(Stated goal) Copy out the stretch from the line containing "Can you see the light colored" through the end of the records, requests included, and move every point by adding 93 to each coordinate in the answers.

(Extracted material)
—————

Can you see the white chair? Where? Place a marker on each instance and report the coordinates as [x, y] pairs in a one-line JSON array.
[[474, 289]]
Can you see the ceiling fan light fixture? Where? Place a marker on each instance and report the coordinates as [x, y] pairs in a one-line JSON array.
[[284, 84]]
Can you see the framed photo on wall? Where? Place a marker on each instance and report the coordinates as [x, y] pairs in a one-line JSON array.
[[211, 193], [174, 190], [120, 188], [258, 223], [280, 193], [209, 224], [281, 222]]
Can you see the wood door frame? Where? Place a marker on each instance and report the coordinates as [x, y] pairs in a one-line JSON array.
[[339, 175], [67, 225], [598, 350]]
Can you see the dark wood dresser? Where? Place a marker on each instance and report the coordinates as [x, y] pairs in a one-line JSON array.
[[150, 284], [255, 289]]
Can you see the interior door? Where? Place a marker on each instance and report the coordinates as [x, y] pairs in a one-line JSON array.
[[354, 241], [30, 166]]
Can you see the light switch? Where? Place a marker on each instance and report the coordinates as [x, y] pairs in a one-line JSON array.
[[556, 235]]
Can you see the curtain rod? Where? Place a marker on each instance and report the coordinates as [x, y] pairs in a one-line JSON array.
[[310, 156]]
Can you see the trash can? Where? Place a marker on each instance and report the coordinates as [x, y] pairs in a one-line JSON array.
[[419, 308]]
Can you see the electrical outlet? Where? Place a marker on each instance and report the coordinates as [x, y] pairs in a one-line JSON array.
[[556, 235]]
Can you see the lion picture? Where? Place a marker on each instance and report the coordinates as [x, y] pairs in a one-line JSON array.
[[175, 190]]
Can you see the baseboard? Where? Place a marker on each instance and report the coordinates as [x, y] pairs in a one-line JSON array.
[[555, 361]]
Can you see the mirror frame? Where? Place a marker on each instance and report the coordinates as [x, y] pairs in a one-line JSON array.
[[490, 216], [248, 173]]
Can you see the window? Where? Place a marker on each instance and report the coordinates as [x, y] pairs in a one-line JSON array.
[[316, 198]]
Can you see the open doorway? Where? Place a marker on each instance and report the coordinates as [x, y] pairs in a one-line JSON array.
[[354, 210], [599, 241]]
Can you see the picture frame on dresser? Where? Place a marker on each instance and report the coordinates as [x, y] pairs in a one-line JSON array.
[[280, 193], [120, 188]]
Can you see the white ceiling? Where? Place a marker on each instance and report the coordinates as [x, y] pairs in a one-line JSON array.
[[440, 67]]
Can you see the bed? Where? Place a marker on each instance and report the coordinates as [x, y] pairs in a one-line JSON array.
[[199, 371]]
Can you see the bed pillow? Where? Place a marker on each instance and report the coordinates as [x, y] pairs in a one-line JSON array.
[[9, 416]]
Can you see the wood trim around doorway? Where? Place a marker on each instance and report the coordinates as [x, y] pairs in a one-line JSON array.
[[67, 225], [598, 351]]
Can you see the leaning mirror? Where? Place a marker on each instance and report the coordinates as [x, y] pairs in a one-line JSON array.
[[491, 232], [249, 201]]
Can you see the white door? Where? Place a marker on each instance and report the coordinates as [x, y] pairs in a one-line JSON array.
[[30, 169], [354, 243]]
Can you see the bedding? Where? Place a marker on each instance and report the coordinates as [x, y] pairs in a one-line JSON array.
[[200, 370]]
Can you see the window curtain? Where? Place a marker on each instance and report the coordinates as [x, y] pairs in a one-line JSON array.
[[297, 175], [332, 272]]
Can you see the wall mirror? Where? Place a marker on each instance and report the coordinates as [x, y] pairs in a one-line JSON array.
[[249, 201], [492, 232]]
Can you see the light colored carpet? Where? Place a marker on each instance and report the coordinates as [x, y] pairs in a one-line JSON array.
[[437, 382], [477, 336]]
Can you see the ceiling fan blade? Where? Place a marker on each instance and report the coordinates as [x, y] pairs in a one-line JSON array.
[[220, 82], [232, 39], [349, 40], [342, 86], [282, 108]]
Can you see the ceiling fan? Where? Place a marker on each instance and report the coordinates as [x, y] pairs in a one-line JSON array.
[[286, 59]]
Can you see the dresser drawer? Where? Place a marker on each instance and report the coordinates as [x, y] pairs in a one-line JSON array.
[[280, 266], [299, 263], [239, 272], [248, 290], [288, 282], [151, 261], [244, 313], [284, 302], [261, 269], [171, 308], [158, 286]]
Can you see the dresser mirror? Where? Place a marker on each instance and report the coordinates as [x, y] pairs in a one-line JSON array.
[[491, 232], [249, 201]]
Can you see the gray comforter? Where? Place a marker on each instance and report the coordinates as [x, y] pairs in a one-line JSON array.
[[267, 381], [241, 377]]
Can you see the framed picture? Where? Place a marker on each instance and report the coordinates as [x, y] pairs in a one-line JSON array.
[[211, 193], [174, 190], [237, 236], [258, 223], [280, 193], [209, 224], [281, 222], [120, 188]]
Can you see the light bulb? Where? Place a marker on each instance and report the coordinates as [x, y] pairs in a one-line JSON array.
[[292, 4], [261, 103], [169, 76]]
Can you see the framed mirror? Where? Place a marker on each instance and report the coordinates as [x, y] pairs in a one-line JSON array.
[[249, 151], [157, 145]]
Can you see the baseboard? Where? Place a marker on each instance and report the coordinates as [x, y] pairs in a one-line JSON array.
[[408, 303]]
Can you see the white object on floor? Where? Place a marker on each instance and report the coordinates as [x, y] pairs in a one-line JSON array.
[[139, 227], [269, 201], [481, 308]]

—————

(Answer to the exercise)
Can you see the light colored carpet? Where? Place a marker on each instance and report the coordinates as [x, y] pairs in a one-line JSON array.
[[530, 475], [570, 429]]
Can you see the ceiling fan blade? Where? Place a marker on each instance and report the coordinates as [x, y] pairs in a one-line JSON array.
[[313, 175], [325, 132], [442, 133], [435, 179], [375, 201]]
Can you see the ceiling fan? Where? Place a marker on each instance and report the coordinates as [x, y] pairs in a one-line JSON array.
[[379, 152]]
Can you see the dresser drawer? Where? Place a marker on each instance and report the coordinates as [x, y] pairs in a one-line JSON array.
[[373, 359], [392, 356], [332, 365], [341, 383], [381, 375], [244, 354], [337, 406], [377, 395], [354, 362], [264, 401], [251, 379]]
Can you see the dresser mirror? Where? Place a marker on each instance and report the coordinates as [x, y] pairs in a one-line JSON array.
[[584, 325], [342, 294]]
Can you see the gray comforter? Where? Place a marker on each instance and report the coordinates as [x, y] pairs in a one-line JSON array.
[[360, 474], [334, 470]]
Can you see the framed picture? Where? Place a marker on each instance and report the coordinates as [x, y] pairs in a one-line JSON array.
[[304, 286], [267, 283], [330, 329], [351, 316], [373, 286], [302, 317], [374, 315], [213, 281]]
Can you see the light bulb? Where? Place a marker on each instance and report the coordinates as [x, y] pairs in a one-line JSON array.
[[385, 97], [354, 196], [262, 169]]
Can you see the framed mirror? Where? Place a marker on each instance and report the coordinates as [x, y] pairs in a one-line JSON array.
[[342, 244], [250, 238]]
Can you see the baseboard? Where? Place a marker on each instance and report the coordinates as [x, y] pairs in a one-line JSON array.
[[501, 396]]
Can you see the white object on floor? Where? Place a marker on each instance and report the coordinates as [x, y] pairs in a one-line JSON array.
[[232, 320], [362, 294], [574, 401]]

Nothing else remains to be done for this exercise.